Each line from the start of the entries through the line that contains "positive clicks: (938, 736)" should be output exactly, please.

*** Block opens ***

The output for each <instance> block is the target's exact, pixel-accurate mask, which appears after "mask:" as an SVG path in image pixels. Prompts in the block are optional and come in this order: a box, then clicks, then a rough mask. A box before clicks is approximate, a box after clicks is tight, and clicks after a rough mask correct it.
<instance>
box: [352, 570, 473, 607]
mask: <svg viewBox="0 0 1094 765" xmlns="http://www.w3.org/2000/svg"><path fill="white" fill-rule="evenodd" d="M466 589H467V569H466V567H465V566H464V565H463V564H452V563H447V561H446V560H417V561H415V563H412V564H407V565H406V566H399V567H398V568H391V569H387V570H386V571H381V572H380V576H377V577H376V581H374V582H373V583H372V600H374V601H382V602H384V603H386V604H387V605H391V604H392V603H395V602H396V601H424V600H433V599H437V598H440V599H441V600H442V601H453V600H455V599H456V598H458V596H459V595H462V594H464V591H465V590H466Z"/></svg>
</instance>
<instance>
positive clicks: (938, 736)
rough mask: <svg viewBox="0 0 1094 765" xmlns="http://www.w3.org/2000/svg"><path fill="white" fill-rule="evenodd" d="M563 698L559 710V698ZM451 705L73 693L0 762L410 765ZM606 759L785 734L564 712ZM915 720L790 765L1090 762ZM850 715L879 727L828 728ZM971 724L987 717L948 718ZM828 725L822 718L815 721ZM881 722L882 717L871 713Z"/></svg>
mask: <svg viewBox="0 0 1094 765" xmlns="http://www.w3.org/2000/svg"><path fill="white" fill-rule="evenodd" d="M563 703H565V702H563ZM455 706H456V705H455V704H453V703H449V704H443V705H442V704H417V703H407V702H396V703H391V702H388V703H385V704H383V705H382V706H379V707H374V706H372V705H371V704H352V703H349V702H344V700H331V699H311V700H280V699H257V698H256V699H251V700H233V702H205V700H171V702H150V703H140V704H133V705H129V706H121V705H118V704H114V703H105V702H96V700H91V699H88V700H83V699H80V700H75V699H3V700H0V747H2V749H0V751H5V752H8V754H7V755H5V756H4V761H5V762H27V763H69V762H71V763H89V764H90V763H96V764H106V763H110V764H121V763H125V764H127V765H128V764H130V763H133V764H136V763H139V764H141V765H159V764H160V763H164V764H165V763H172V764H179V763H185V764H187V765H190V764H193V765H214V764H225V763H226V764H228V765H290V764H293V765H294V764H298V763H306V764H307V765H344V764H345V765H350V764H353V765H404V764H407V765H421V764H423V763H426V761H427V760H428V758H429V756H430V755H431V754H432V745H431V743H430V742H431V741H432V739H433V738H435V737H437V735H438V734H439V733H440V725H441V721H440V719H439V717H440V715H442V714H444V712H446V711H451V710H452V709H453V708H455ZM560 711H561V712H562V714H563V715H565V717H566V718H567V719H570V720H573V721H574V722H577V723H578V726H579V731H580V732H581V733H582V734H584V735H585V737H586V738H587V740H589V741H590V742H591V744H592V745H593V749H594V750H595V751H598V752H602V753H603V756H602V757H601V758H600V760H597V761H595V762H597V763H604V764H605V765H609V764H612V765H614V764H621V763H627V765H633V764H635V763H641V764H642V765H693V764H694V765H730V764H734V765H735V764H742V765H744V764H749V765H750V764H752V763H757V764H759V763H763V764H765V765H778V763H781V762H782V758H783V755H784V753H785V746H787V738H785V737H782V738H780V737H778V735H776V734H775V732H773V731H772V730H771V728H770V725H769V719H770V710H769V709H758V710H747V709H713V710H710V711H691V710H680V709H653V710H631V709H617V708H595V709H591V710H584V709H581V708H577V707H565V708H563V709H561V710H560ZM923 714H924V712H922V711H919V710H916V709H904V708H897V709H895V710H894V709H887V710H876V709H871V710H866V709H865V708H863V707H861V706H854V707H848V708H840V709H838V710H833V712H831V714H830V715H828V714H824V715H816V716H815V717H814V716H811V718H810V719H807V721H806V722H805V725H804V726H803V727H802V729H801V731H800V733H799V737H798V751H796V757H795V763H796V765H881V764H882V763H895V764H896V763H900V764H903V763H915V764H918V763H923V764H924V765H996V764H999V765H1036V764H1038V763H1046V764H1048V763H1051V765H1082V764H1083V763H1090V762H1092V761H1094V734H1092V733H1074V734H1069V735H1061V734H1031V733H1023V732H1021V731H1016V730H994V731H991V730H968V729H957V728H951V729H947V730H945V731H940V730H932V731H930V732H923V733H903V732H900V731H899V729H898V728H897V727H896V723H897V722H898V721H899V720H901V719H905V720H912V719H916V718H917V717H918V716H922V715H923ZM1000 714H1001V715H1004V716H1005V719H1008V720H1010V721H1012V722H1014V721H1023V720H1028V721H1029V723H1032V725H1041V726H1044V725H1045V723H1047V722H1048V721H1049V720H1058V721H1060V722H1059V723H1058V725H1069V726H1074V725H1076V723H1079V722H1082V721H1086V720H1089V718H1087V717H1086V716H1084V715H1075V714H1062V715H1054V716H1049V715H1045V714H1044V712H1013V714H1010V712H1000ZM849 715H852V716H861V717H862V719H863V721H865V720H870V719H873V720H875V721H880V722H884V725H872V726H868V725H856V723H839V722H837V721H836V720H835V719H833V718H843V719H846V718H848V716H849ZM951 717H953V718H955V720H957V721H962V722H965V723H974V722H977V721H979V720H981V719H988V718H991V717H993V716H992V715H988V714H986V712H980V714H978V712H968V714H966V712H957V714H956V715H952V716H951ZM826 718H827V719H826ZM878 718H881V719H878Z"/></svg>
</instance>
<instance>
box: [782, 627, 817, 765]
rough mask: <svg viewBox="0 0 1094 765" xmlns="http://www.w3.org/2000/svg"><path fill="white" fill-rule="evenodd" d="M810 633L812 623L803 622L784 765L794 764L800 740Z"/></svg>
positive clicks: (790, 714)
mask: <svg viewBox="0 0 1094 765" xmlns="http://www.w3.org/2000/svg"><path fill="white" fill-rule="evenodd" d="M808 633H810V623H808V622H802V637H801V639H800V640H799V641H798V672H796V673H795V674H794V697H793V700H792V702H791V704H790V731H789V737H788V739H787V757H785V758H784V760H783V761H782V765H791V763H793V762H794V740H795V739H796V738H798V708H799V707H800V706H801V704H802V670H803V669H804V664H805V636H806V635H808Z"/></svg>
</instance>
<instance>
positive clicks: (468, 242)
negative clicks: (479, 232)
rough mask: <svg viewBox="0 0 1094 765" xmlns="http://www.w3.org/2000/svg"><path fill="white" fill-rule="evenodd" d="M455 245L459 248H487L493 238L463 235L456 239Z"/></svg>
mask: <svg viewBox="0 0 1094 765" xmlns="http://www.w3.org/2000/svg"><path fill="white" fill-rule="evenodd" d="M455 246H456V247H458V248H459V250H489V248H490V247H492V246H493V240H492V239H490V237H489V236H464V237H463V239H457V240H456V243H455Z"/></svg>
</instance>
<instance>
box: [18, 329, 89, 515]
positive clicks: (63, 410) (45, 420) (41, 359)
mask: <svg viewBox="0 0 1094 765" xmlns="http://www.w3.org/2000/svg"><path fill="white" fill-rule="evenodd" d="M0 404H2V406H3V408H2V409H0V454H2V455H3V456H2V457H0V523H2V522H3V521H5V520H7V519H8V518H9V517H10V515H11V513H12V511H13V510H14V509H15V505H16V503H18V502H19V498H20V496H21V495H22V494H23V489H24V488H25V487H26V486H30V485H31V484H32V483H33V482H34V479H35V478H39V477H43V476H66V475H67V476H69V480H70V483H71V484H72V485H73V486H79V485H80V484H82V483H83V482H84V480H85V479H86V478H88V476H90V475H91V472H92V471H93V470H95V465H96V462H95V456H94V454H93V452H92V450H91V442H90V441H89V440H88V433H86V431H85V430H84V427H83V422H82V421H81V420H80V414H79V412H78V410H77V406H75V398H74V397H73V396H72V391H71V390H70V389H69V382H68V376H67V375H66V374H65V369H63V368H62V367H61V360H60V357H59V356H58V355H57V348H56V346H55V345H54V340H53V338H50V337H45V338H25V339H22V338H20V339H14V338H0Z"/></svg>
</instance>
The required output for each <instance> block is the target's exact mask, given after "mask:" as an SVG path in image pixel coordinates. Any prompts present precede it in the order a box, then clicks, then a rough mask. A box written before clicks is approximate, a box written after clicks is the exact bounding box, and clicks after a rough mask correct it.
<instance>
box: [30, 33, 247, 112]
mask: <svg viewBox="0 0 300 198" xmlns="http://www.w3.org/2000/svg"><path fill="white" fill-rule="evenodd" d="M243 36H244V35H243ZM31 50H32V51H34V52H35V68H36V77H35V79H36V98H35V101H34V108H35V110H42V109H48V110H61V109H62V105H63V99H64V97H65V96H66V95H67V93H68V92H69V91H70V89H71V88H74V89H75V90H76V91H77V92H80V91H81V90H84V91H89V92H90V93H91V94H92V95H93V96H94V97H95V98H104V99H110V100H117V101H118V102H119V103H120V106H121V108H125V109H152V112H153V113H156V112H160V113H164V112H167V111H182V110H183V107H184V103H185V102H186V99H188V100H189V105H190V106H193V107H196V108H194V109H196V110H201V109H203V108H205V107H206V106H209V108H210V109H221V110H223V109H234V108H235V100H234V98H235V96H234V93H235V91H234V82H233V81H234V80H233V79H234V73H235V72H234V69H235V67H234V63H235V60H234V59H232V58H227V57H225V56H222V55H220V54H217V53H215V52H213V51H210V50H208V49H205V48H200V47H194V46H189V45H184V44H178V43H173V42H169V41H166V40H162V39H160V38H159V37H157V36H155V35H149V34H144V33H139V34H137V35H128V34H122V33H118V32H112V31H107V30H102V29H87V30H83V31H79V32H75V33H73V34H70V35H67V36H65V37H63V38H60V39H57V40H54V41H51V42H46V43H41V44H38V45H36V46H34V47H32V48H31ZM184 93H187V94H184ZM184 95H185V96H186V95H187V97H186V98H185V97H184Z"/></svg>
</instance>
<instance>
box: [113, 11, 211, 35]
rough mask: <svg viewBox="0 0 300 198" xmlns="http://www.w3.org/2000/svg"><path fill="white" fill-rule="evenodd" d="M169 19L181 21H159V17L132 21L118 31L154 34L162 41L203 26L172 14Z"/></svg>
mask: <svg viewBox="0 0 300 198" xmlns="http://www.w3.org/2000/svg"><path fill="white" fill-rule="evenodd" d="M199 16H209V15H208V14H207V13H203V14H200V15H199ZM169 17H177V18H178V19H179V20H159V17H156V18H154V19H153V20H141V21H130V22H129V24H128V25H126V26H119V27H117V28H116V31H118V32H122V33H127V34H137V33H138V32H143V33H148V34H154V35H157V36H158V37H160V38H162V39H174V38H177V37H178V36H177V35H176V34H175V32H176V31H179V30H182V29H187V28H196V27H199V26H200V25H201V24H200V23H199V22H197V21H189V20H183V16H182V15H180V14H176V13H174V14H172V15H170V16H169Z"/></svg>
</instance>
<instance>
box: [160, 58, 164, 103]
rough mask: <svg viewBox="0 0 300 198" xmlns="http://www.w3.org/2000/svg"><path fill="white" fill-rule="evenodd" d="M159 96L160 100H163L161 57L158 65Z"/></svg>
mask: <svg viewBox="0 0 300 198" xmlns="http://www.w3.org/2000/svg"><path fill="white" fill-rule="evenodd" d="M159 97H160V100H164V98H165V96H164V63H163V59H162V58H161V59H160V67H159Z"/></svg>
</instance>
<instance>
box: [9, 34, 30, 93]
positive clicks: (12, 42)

*** Block closes ***

◆ Answer box ◆
The output for each <instance> block is the target's exact, pixel-accurate mask, which appears after "mask:" as an SVG path in image pixels. Prompts in the block are optional and come in this order: a box, then clicks, then a rough mask. A box before clicks is approximate, a box after clicks is tight, and clicks after a rough mask correct it.
<instance>
box: [352, 570, 473, 607]
mask: <svg viewBox="0 0 1094 765" xmlns="http://www.w3.org/2000/svg"><path fill="white" fill-rule="evenodd" d="M466 589H467V569H466V567H465V566H464V565H463V564H452V563H447V561H446V560H417V561H415V563H412V564H407V565H406V566H399V567H398V568H391V569H387V570H386V571H381V572H380V576H377V577H376V581H374V582H373V583H372V600H374V601H382V602H384V603H386V604H387V605H391V604H392V603H395V602H396V601H424V600H433V599H437V598H440V599H441V600H442V601H453V600H455V599H456V598H458V596H459V595H462V594H464V591H465V590H466Z"/></svg>
</instance>
<instance>
positive clicks: (938, 736)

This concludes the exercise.